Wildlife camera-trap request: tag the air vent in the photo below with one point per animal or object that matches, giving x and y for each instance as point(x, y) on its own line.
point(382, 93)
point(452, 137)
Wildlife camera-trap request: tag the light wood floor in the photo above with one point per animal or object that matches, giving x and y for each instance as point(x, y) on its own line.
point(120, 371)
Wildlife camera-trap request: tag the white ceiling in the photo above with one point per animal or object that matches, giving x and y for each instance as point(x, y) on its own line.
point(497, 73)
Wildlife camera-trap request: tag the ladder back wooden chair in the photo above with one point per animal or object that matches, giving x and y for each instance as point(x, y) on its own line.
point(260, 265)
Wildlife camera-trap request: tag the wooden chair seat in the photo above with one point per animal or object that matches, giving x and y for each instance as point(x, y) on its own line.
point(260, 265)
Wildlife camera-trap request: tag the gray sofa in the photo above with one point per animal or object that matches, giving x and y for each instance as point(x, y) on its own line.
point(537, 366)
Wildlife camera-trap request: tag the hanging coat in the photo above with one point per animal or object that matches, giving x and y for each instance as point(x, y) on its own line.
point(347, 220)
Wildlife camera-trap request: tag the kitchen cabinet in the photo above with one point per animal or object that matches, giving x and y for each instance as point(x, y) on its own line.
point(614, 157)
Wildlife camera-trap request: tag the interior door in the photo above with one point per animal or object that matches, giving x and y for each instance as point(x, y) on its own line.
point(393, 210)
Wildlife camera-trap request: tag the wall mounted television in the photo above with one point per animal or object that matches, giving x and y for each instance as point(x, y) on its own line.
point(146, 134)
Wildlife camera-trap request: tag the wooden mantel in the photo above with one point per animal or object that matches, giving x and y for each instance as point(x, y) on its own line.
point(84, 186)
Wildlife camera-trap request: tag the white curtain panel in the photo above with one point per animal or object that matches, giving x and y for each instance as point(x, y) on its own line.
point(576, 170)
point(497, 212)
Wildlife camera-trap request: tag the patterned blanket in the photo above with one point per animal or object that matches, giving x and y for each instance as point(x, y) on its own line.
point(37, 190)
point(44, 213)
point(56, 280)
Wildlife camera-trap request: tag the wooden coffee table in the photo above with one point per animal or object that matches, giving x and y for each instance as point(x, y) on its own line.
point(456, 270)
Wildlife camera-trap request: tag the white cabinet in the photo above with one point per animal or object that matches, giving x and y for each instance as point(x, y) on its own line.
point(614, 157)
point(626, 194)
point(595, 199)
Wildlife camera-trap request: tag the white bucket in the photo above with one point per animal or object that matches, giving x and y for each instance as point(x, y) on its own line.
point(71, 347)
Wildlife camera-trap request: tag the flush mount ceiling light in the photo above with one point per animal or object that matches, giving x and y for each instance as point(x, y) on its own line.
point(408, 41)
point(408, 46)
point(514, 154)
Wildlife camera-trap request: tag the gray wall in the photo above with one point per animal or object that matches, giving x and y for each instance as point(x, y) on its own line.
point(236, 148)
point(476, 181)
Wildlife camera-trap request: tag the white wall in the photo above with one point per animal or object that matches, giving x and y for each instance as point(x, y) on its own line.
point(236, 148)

--------------------

Task to complete: Everything in the listing above should be duplicated exactly.

Answer to this task:
Wildlife camera-trap request: tag the air vent in the photo below with one point per animal or object that matches, giving x and y for each instance as point(x, y) on its own line.
point(382, 93)
point(452, 137)
Wildlife camera-trap request: tag the light wood floor in the photo above with one point per animal or object that matches, giving x and y for each instance as point(x, y) on its own line.
point(120, 371)
Wildlife camera-trap request: tag the white ceiling in the photo above with one point per animal or object that matches, giving x and y for each instance as point(x, y) on its own line.
point(497, 73)
Wildlife camera-trap request: tag the ladder back wooden chair in the photo above with one point per animal or object that matches, giving x and y for each instance as point(x, y) on its own line.
point(260, 265)
Wildlife camera-trap request: tag the wooden chair seat in the photo above with one point per animal or object that matches, giving x and y for each instance as point(x, y) on its own line.
point(260, 265)
Wildlife camera-trap request: tag the gray sofa in the photo above with one point per animal or object that matches, giving x and y for each instance as point(x, y) on its own line.
point(537, 366)
Wildlife camera-trap request: tag the hanging coat in the photo above with one point per animal or object that matches, giving x and y for each instance as point(x, y) on its own line.
point(347, 220)
Wildlife camera-trap request: tag the kitchen cabinet in the photo above with one point per animal or object that matches, giving x and y for each instance as point(x, y) on its own line.
point(614, 157)
Wildlife camera-trap request: tag the interior door in the photo above with one point per animal or object that matches, giving x and y for each instance as point(x, y) on its own line.
point(393, 210)
Wildlife camera-trap request: tag the wall mounted television in the photo above with one point per animal or object that matches, giving x and y for each instance as point(x, y) on its own line.
point(146, 134)
Wildlife camera-trap request: tag the wooden mantel in the photo above with one point per animal or object that matches, giving x and y for each instance as point(x, y) on its own line.
point(84, 186)
Wildlife camera-trap request: tag the white curtain panel in the photo above with one point per animal or object that matches, giving x and y for each instance as point(x, y) on its own line.
point(576, 170)
point(497, 212)
Wildlife camera-trap request: tag the patterned blanket in the photo above with one point per animal or object that matches, giving x and y for each instance as point(x, y) on its own line.
point(37, 190)
point(44, 213)
point(56, 280)
Wildlife camera-trap request: tag the wooden coffee table in the photo above with one point per animal or object that matches, giving x and y for each instance as point(x, y) on its own line.
point(456, 270)
Wildlife camera-trap request: tag the white cabinet in the photo above with one point per animal or object that matches, giving x and y for each instance as point(x, y) on its own line.
point(614, 157)
point(626, 194)
point(595, 199)
Wildlife camera-trap request: tag the white bucket in the photo above with one point per animal or object that matches, giving x and y for each instance as point(x, y) on its own line.
point(71, 347)
Wildlife camera-trap request: tag the flush mount ceiling light in the photo above with one point per animal or object that matches, giving x and y for each instance as point(x, y) on its own line.
point(408, 41)
point(408, 46)
point(514, 154)
Wildlife camera-trap request: tag the gray wall in the photo above with one point per animal or object that matches, giving x and y for each instance as point(x, y) on its own line.
point(236, 148)
point(476, 181)
Wildlife camera-trap request: tag the white wall in the photo above with one point per animal or object that matches, giving x and y for each instance as point(x, y) on its own line.
point(236, 148)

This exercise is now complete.